Unterwäsche, Socken, Pullover, Gürtel, Leggings und Jacken – vermeintlich teure Markenware, in Wahrheit nur billige Fälschungen: 30.000 Stück davon, sechs Tonnen schwer, wurden Mitte November vom Zoll am Flughafen Wien entdeckt und aus dem Verkehr gezogen.

Das Finanzministerium spricht vom größten Produktpiraterieaufgriff jemals in Österreich in der Flugfracht und erklärt, warum man erst vier Wochen später an die Öffentlichkeit geht: „Jeder der 30.000 Artikel musste katalogisiert werden, um dann die Rechteinhaber, die die Geschädigten sind, zu informieren.“ Sie hätten, so das Finanzministerium weiter, der Vernichtung der Kopien zugestimmt; sie werden von der Fernwärme Wien verbrannt.

■ ■ ■ ■

- _Aufgabe_:
Zitiere aus dem Text über die gefälschte Markenware am Flughafen Wien die Stelle, die mit „Das Finanzministerium spricht“ beginnt und mit „Fernwärme Wien verbrannt.“ endet. Verwende dafür nur den Text.

■ ■ ■ ■

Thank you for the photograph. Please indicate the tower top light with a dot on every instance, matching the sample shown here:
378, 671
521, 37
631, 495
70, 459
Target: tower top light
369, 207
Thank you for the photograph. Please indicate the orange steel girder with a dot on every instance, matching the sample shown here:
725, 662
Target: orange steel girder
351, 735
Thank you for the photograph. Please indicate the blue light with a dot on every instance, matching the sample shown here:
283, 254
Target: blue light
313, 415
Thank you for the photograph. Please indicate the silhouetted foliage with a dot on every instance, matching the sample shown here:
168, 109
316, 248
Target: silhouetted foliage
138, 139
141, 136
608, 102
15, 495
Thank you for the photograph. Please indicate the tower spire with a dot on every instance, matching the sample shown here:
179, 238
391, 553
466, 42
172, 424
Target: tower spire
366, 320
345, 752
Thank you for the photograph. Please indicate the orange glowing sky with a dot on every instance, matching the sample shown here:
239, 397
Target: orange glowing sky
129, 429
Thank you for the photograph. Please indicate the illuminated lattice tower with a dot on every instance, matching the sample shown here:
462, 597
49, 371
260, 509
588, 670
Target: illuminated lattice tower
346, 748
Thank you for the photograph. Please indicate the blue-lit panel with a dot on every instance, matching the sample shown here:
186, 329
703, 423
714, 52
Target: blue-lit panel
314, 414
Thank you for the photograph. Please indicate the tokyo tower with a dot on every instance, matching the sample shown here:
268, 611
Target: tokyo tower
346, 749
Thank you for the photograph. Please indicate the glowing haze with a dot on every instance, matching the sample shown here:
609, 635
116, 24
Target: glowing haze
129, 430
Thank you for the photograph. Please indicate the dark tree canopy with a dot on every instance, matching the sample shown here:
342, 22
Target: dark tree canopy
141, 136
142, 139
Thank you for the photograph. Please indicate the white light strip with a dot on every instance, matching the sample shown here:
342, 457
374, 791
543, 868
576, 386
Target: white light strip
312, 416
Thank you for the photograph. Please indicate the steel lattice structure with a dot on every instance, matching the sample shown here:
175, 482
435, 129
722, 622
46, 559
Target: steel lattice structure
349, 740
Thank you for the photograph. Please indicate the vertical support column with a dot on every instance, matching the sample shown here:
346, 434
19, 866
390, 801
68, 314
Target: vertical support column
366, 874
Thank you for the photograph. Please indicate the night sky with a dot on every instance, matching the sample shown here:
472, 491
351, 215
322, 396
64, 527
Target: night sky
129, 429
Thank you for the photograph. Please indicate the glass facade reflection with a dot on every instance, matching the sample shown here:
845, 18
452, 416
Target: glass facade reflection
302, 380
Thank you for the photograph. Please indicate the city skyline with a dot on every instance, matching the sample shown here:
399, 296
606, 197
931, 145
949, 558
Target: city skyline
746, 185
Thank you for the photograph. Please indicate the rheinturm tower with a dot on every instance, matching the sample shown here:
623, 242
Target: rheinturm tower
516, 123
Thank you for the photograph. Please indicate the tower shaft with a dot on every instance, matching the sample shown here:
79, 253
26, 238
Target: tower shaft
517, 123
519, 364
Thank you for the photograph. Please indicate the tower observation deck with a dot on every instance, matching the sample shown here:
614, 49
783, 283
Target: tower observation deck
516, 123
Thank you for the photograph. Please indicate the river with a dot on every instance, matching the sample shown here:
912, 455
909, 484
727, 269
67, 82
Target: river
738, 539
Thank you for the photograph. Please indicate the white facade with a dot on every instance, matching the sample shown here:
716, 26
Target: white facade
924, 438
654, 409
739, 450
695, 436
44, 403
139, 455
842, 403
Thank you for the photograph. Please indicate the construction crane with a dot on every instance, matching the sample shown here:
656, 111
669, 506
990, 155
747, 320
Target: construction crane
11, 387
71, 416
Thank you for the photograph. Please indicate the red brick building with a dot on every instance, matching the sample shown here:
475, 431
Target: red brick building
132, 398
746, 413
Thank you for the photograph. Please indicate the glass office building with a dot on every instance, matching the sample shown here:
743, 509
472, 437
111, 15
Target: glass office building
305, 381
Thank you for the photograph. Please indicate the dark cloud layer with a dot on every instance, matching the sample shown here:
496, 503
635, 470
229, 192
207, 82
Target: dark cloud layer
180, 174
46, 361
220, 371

■ ■ ■ ■

- _Ergebnis_:
Das Finanzministerium spricht vom größten Produktpiraterieaufgriff jemals in Österreich in der Flugfracht und erklärt, warum man erst vier Wochen später an die Öffentlichkeit geht: „Jeder der 30.000 Artikel musste katalogisiert werden, um dann die Rechteinhaber, die die Geschädigten sind, zu informieren.“ Sie hätten, so das Finanzministerium weiter, der Vernichtung der Kopien zugestimmt; sie werden von der Fernwärme Wien verbrannt.